*** Begin section ***

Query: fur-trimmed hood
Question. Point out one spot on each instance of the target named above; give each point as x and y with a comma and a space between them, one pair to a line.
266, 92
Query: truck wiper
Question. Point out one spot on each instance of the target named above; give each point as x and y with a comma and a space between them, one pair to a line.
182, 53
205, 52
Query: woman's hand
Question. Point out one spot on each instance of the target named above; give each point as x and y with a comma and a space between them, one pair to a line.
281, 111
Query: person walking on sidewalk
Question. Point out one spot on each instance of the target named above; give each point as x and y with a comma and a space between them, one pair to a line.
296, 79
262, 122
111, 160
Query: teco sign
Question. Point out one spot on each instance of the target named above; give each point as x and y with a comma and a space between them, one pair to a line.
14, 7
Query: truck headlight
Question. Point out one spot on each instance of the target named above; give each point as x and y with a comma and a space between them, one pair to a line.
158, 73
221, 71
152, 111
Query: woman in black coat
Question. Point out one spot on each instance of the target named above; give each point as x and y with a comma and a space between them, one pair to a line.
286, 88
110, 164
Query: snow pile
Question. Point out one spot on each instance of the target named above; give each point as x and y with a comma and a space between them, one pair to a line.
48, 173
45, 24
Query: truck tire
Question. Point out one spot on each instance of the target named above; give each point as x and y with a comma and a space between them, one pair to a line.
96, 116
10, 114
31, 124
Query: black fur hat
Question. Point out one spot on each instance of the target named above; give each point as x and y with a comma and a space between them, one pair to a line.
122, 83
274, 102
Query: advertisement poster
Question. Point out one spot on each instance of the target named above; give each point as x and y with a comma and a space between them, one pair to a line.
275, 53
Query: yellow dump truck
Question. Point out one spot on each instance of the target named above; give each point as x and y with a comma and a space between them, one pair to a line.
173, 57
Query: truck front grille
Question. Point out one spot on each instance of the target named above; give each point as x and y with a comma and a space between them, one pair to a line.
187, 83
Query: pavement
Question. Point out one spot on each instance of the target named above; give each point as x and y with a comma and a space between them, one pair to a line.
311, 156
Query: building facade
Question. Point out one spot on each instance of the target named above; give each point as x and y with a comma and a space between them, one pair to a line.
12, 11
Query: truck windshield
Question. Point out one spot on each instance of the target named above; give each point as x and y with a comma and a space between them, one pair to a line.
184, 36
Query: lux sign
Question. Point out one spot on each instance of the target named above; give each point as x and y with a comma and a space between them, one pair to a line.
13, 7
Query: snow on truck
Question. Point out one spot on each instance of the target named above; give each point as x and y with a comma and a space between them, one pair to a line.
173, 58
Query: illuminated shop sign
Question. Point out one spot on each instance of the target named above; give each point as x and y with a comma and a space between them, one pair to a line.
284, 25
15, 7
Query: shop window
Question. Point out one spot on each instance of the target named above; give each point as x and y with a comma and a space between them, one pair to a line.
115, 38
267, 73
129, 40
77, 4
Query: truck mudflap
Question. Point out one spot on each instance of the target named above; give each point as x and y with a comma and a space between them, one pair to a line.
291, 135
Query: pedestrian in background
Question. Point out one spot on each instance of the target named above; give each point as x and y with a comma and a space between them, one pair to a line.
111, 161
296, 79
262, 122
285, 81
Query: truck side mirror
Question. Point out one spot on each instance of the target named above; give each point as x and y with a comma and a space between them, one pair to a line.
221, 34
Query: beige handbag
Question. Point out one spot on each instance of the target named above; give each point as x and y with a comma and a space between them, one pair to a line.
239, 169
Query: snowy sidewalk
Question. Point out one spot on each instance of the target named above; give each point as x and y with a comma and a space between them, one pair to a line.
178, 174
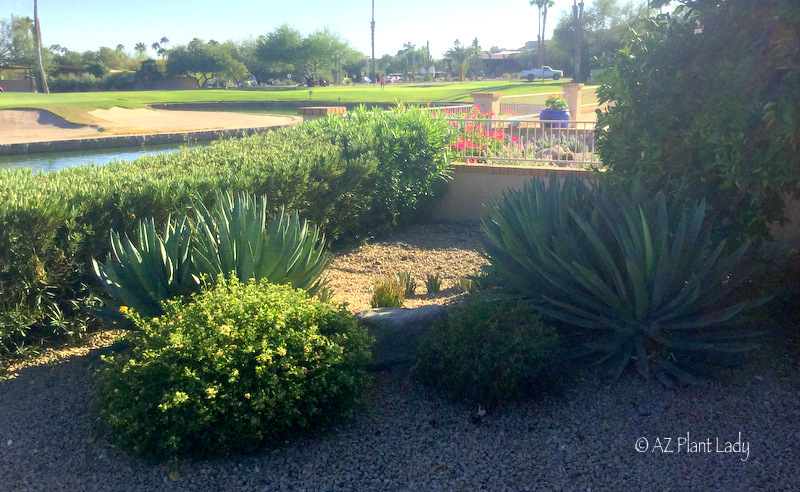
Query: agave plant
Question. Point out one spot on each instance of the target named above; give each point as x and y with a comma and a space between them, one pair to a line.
159, 268
234, 237
643, 282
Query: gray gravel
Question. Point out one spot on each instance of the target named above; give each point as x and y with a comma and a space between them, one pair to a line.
406, 438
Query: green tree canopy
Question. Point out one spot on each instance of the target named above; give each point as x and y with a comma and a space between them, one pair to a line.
279, 51
202, 61
17, 46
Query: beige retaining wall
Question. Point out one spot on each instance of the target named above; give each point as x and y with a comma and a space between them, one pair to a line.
473, 185
17, 85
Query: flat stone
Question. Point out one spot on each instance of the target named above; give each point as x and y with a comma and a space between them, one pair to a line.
397, 331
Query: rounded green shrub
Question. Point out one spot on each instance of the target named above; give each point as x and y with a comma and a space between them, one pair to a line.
489, 351
230, 368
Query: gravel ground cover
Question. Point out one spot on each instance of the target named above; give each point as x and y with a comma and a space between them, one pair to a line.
405, 438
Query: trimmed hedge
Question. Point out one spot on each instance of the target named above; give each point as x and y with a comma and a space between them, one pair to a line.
353, 177
490, 351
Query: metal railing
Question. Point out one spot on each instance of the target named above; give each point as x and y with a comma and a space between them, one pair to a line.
459, 109
525, 141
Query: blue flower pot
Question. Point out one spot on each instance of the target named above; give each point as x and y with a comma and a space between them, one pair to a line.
554, 114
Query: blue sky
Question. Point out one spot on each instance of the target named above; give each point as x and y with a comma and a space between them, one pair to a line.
88, 24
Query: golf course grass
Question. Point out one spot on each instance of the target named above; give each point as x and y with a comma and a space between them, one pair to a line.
74, 107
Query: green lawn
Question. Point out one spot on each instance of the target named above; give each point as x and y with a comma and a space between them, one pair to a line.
75, 106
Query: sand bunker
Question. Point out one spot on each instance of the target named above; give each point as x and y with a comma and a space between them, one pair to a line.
33, 125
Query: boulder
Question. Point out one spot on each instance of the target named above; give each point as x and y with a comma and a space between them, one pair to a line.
397, 331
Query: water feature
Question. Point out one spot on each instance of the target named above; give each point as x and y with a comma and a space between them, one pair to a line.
59, 160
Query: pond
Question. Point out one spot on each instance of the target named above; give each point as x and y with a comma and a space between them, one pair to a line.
59, 160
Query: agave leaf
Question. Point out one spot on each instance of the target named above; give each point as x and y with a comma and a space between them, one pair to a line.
642, 359
680, 373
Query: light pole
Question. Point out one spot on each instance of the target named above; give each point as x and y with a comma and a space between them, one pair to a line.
577, 14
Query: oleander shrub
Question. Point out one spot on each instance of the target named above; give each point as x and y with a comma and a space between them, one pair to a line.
230, 369
706, 103
236, 237
642, 282
352, 178
490, 351
389, 291
409, 283
433, 282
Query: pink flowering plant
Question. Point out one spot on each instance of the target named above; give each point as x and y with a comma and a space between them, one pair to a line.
555, 101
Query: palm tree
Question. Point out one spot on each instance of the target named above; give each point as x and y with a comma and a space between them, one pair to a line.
140, 49
542, 5
38, 38
459, 55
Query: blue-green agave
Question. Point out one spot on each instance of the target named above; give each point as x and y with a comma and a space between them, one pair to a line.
231, 238
234, 236
643, 282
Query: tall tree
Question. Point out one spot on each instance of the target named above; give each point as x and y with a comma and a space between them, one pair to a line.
279, 52
140, 49
17, 44
38, 36
202, 61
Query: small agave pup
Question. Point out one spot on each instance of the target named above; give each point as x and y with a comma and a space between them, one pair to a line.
643, 282
235, 236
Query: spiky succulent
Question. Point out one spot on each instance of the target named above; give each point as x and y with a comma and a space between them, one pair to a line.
234, 236
643, 282
140, 276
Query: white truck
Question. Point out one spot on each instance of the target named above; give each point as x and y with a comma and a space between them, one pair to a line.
542, 73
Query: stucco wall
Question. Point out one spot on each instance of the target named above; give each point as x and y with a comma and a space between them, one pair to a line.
17, 85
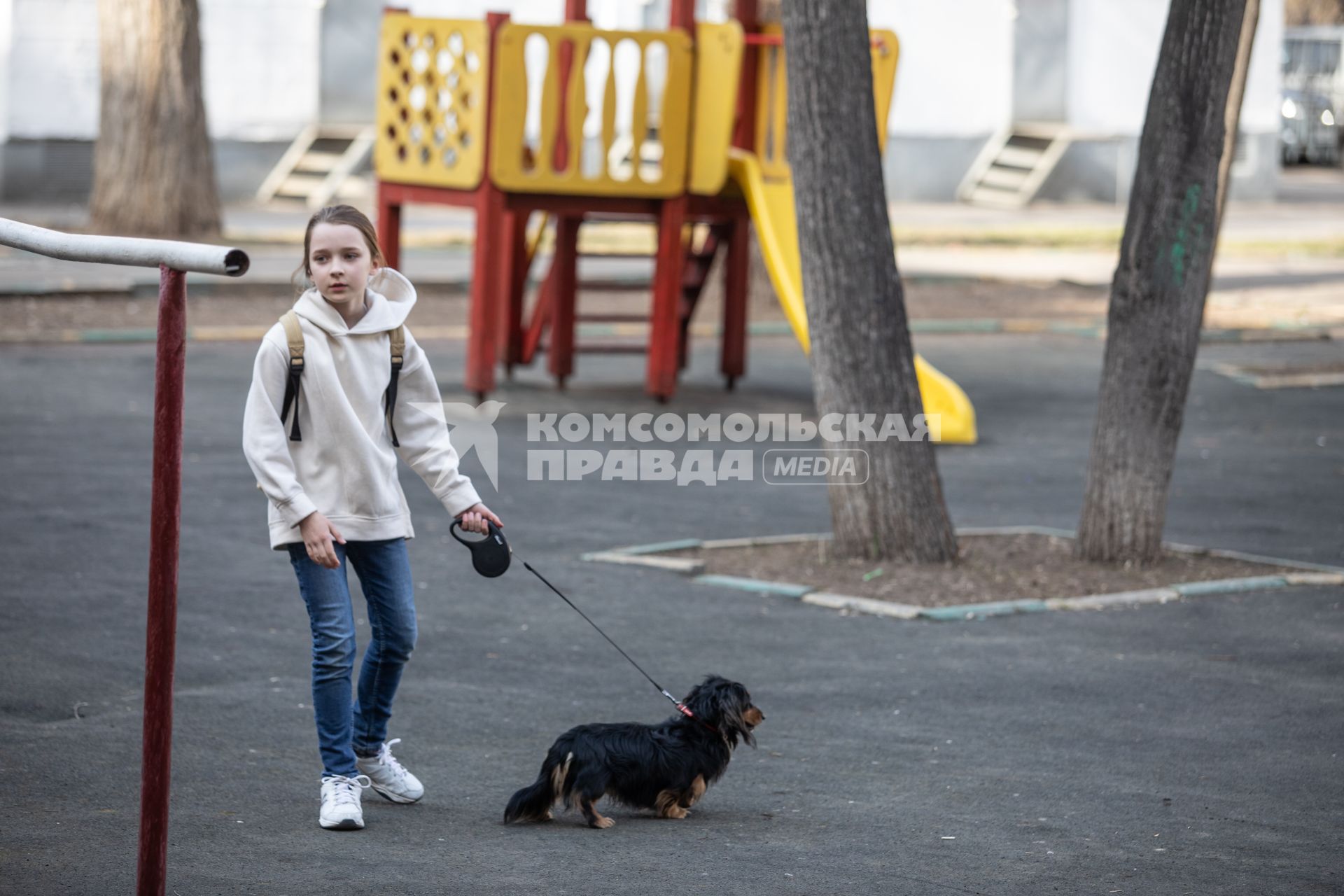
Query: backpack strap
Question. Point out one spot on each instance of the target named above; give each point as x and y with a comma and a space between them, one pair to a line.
295, 336
398, 349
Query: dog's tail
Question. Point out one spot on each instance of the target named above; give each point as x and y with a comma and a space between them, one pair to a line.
534, 804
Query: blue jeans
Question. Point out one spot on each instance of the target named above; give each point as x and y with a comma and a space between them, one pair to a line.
385, 575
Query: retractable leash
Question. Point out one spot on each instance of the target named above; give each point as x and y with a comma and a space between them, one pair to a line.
491, 558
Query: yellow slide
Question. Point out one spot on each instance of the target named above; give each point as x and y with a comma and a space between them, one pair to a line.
771, 202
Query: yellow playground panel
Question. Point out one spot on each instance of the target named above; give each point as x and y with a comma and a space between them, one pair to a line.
644, 115
432, 101
626, 160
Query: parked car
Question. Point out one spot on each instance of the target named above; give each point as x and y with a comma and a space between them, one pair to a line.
1310, 131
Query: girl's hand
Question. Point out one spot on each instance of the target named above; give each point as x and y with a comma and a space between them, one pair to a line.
473, 519
319, 535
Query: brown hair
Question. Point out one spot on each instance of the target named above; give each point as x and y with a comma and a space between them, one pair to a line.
336, 216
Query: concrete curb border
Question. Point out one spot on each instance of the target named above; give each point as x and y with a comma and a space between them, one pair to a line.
645, 555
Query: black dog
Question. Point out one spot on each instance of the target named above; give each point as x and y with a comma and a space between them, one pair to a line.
663, 767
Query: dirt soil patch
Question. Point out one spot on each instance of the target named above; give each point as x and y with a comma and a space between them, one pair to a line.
995, 567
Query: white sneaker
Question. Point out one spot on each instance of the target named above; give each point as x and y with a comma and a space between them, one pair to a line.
340, 802
387, 776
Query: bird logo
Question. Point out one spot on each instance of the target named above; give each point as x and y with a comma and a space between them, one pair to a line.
472, 428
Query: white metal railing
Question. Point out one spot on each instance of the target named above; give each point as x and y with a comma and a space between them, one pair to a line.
124, 250
172, 260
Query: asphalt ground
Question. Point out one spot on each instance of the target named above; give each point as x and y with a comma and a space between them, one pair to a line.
1182, 748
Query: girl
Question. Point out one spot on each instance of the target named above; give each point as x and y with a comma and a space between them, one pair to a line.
331, 479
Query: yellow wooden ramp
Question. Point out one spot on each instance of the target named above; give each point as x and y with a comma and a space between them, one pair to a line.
771, 202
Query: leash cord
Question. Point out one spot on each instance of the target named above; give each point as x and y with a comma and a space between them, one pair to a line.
662, 690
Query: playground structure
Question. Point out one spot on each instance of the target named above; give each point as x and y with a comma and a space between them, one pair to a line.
685, 128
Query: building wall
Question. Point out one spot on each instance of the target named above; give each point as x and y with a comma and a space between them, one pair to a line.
953, 90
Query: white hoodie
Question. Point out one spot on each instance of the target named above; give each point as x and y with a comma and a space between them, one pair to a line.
346, 465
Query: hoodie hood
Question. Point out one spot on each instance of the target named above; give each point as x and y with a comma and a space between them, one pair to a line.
390, 298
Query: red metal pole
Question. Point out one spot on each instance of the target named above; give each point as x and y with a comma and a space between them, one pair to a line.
733, 354
388, 226
489, 218
564, 276
743, 132
162, 628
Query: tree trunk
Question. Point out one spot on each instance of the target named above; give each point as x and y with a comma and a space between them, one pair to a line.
862, 359
1166, 262
153, 171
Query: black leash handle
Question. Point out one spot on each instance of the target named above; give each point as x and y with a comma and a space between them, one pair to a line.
662, 690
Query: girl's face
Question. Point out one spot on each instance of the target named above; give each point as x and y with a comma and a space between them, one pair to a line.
340, 265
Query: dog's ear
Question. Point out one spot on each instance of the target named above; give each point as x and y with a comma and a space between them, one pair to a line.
721, 704
734, 701
704, 700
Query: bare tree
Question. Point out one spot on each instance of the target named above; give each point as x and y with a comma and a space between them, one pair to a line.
153, 172
1313, 13
862, 359
1161, 282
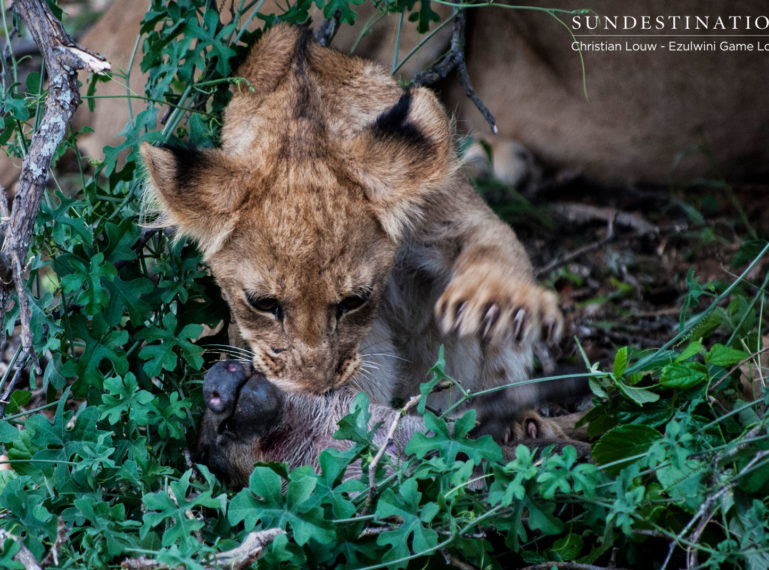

*** End section ***

_WORK TO COMPLETE_
Nothing beyond the line containing "Query: advertisement poster" is to be output; the lines above, from the first one onward to that line, are to be transcribed exactly.

_ANSWER SPACE_
Query: fur-trimmed hood
Question. Point out one spot on each instance of the target named above; give each point as x and y with a comma and a space between them, one pair to a line.
266, 92
Query: truck wiper
Question. Point out one spot on each instance of the target named above; give each point as x and y with a comma and a space between them, one pair to a line.
182, 53
205, 52
Query: woman's hand
Question. Point out one spot on each instance of the target named above; give each point as x and y with a comma and a space between them, one pair to a line.
281, 111
Query: person walking on sidewalk
Question. Point out one spot on each instance of the target named above; give each point as x and y with a comma and a space between them, one pair to a line.
296, 79
262, 122
111, 160
Query: teco sign
Question. Point out one spot on each instance of the target named above; give each point as x and y with a comma and a space between them, one pair to a line.
14, 7
Query: truck headlight
Question. Point out one spot on each instance of the target named above; give each point as x and y with a comma and a space between them, one pair to a line.
158, 73
221, 71
152, 111
Query: woman in black coat
Question. Point out one spot on each instance of the target named above; give each point as x and y with a comma and a space between them, one pair to a line.
286, 88
110, 164
Query: snow pile
Question. Point out one spot on each instance of the target named above; give each point as x and y with a comma and a space between them, one pair to a line.
48, 173
45, 24
Query: truck tire
Question. Point out one spot on each instance of the target named above; give each point as x and y with a comma and a space between them, one pair to a line.
96, 116
10, 114
31, 124
Query: black fur hat
Question. Point out one spot on each instance of the target named above; give each point as x and y with a comma and a space between them, one pair to a line.
122, 83
274, 102
Query: advertisement poster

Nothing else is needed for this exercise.